▶ REQUIREMENT: Extend the court-opinion passage about the 205 cell phone in Smith's drug conspiracy case, beginning right after its final sentence.

▶ DOCUMENT EXCERPT:
┄┄┄┄┄┄┄┄┄┄┄┄┄┄┄┄┄┄┄┄

In his rebuttal, Rushing urged the jurors to use their common sense to conclude that the drugs from Texas were headed to Mississippi to be distributed in Mississippi by Smith, the only defendant who was actually a Mississippi resident. He further urged the jurors to use their common sense to conclude that the December 4th and 7th phone calls from Smith's 205 phone were obviously calls placing drug orders from Burks, who then contacted his Texas-based supplier. He argued that it was only reasonable to assume that with that much money at stake, Burks would not have brought someone with him who was not part of the scheme and that he brought Smith and Smith's gun along for protection. Rushing concluded his argument as follows:

I can tell you this: I can tell you that Mr. Harraha[h] is not going to ship $250,000 worth of cocaine to Mississippi and not know where it is going. And is it just a coincidence that Mr. Burks happened to be in Mississippi on the same day? Of course not. And the reason that those drugs were headed to Mississippi, and the only person in Hattiesburg, Mississippi, in this conspiracy is who? It's the defendant with this phone record that made those calls back in December 4th, December 7th and December 8th. And that is the man sitting right over there.

The issue of the 205 phone came up again at Smith's September 3, 2002 sentencing hearing, where Smith was represented by John Collette. At that hearing, Collette, in an attempt to "correct some incorrectness as far as who owned [the 205 cell phone]," provided the court with an affidavit from Sybil Smith, the Alabama resident under whose name the 205 cell phone was listed, in which she stated that although she did not own a cell phone, she had received a $3168.95 bill from WorldCom. She further stated that she did not know nor have any knowledge of L.B. Smith. The government's representative responded that he had seen the affidavit but failed to see its relevance as "it was undisputed that this phone was in his possession at the time of arrest."

┄┄┄┄┄┄┄┄┄┄┄┄┄┄┄┄┄┄┄┄

▶ DATASET ENTRIES:
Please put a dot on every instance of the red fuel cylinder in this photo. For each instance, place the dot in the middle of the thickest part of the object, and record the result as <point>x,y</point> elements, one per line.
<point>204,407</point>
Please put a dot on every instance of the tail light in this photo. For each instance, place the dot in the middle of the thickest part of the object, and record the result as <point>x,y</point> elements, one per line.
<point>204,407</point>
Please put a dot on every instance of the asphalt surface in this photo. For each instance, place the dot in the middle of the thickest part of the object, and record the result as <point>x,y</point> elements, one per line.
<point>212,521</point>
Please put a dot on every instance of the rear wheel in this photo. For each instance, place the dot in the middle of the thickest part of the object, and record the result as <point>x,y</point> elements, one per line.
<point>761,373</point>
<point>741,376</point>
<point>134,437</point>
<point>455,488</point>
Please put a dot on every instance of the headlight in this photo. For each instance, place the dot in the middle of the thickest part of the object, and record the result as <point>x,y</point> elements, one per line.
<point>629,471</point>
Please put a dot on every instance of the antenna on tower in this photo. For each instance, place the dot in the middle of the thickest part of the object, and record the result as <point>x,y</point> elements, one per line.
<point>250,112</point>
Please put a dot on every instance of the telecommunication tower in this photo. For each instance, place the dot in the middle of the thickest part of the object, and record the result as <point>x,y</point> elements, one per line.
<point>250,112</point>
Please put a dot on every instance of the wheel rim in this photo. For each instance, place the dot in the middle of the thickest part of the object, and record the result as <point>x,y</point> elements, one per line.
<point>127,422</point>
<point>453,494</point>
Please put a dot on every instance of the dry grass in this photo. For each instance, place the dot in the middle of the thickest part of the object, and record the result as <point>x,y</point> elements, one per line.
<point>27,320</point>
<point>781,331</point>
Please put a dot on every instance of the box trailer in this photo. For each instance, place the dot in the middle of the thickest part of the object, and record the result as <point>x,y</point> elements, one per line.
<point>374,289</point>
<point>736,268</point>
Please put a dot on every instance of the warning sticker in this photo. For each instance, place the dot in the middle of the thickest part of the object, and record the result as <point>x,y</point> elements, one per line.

┄┄┄┄┄┄┄┄┄┄┄┄┄┄┄┄┄┄┄┄

▶ REPLY TO THE TASK:
On appeal, Smith, represented by attorney Julie Epps, raised four errors:

a. Sufficiency of the evidence to support his convictions;
b. Error in overruling Smith's counsel's objection to the admission of testimony by Agent Ryan Spradlin that the 205 cell phone was seized from Smith;
c. Error in the prosecution's questioning of Travis Burks about his guilty plea and the suggestion that Burks had implicated Smith at Burks' plea hearing; and
d. Error in the prosecution acting as an unsworn witness.

On January 4, 2004, the Fifth Circuit affirmed the conviction. On the question of the sufficiency of the evidence, the court wrote:

[e]vidence adduced at trial indicated that Smith accompanied his co-defendant to the site of the drug deal, possessed and used a cell phone to communicate with individuals and location involved in drug trafficking, was referred to as a `partner' in the drug trafficking, possessed a loaded 9 millimeter handgun at the scene of the drug deal, and remained at the scene after it was clear that drugs were present.
United States v. Smith, 85 Fed. Appx. 5, 6 (5th Cir. 2004). The Fifth Circuit further concluded that "Spradlin's challenged statement, regarding Smith's possession of a cell phone, was cumulative to testimony previously introduced at trial" and thus, was harmless and that the prosecution's alleged improper cross-examination of Burks did not survive plain error review.Id.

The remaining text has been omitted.